# [Source text]
----

Overall, the analysis of data associated with behavioral, psychological, and social signals can provide significant cues regarding internal states of individuals. Some of these data can be effectively collected using existing technologies, and can be of great help to supplement self-report of patients for providing better diagnoses and personalized treatment by health care professionals.

5. IoT Systems for Mental Health and Wellbeing

Some works in the literature have been already contributing to efforts at the intersection between IoT and mental health. In this section, we present and discuss the IoT systems that have been aiming at providing technological solutions to some of the most prevalent mental health conditions.

5.1. Bipolar Disorders

Due to the nature of IoT technologies, new possibilities for collecting physiological, behavioral, and social data from individuals are being developed. A concrete example of this is MONARCA, a personal mobile monitoring system aimed at people with bipolar disorders. The system facilitates the constant monitoring of patients’ mood, as well as quick access to the patients’ information by doctors or family members [52], though it does not offer personalization capabilities in terms of which data to collect and how to visualize it. Another approximation for treating manic-depressive disorder (Bipolar I) is the use of smartphones for the continuous monitoring of peoples’ behavioral patterns such as location and mobility, level of activity, and social interaction which represent potential indicators that could detonate a change in mental state [38]. Nonetheless, due to the nature of the patients’ disorders and the ability to turn on or off the measurement based on their desire, they presented difficulties in the patients’ willingness to participate during the study trials [38]. In a similar fashion, Psyche stands as a continuous monitoring system to treat and predict bipolar disorder episodes, integrating both physiological and behavioral sensing, providing the user with an interface for personal and disease-wise data management [40], although the use of textile sensors may be used as a basis for future studies, less invasive ones are yet to be developed. Studies related to bipolar disorders and smartphone usage (e.g., phone calls, SMS) in combination with self-reported data have discovered that there is an association between this kind of activity and changes in bipolar states [37]. However, the use of self-reports such as questionnaires may bring up problems related to self-reporting data compliance. These mental states can be influenced by sleeping patterns, eating habits, social interaction, and physical activity levels [66,67]. Lastly, smartphones can also be used to identify voice features and speaking behavioral data, which can ultimately be used to predict and identify changes in the aforementioned mental states [68]. However, restrictions in phone call features, heterogeneity in patients’ speaking behavior, and voice features can represent a challenge when assessing bipolar disorders.

----

# [Material supplied]
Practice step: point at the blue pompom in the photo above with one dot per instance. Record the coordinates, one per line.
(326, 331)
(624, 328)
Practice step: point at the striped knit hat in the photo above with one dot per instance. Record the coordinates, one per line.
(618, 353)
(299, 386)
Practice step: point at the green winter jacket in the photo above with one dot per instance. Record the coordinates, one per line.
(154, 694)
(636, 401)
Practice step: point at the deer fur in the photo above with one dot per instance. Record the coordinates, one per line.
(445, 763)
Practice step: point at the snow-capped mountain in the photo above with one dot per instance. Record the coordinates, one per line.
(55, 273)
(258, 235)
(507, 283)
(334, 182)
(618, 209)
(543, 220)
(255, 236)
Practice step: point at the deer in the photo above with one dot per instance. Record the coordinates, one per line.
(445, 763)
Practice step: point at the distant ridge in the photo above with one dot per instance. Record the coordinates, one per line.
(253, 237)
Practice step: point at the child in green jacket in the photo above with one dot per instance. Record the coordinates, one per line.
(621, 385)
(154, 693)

----

# [What to do]
a) According to the IoT and mental health text, why did the smartphone-based monitoring of people with Bipolar I run into trouble with patients' willingness to take part in the study trials?
b) Write the next part of the IoT and mental health text, picking up after its last sentence.

# [Responses by item number]
a) The text gives two causes. One is the nature of the patients' disorders. The other is that patients could turn the measurement on or off as they wished.

b)
On the other hand, wearable technologies such as smartwatches or textile embedded sensors can result in a non-invasive way of constantly monitoring patients suffering from bipolar disorder. For example, in [39], a non-invasive wearable platform for acquiring physiological signals is presented, which can be tailored to a single individual providing continuous interaction between clinicians and patients as well as a mobile phone platform for assessment and feedback.

5.2. Depressive Disorders

As mentioned before, depressive disorders are characterized by low mood, difficulty to focus, loss of interest or pleasure in activities and diminished self-esteem. These behavioral and physiological characteristics can be tracked using sensing technologies. One of such technologies is Optimal, a sensing platform which provides predictions on patients suffering from depression and stress-related disorders based on the cognitive, motor, and verbal behavior [42], although it lacks data management personalization. Smartphones provide ubiquitous characteristics that can be used in constant monitoring of behavioral patterns related to depressive disorders. Changes in patterns such as sleep habits, phone usage, mobility, and location can be related to depressive symptoms [43].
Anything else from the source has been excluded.